[Data lines]
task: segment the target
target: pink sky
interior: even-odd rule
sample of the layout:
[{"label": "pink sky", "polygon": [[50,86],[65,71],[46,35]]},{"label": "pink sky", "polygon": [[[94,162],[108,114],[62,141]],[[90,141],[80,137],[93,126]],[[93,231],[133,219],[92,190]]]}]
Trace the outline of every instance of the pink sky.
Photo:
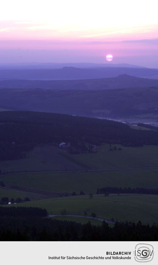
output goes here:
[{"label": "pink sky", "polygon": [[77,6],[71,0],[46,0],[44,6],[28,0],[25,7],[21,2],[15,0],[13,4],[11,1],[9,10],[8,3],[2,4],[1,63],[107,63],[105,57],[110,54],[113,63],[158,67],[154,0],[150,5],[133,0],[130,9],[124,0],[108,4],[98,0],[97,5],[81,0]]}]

▶ PROBLEM: Please arrange every line of the records above as a Markdown table with the columns "No." and "Line," numbering the rows and skipping blank lines. Leave the pictures out of your answer.

▶ PROBLEM SOLUTION:
| No. | Line |
|---|---|
| 1 | task: segment the target |
| 2 | target: pink sky |
| 3 | interior: even-odd rule |
| 4 | sample of the layout: |
| 5 | [{"label": "pink sky", "polygon": [[50,86],[65,71],[46,35]]},{"label": "pink sky", "polygon": [[[94,162],[108,114],[62,141]],[[90,141],[80,137],[93,126]],[[93,231],[133,219],[92,190]]]}] |
| 6 | Trace the outline of every instance of the pink sky. |
| 7 | Photo: |
| 8 | output goes here: |
| 9 | [{"label": "pink sky", "polygon": [[77,6],[71,0],[46,0],[44,6],[28,0],[25,7],[21,2],[15,0],[13,4],[11,1],[9,10],[8,3],[2,4],[1,63],[107,63],[105,57],[110,54],[113,63],[158,67],[154,0],[150,5],[133,0],[130,9],[124,0],[108,4],[98,0],[97,5],[81,0]]}] |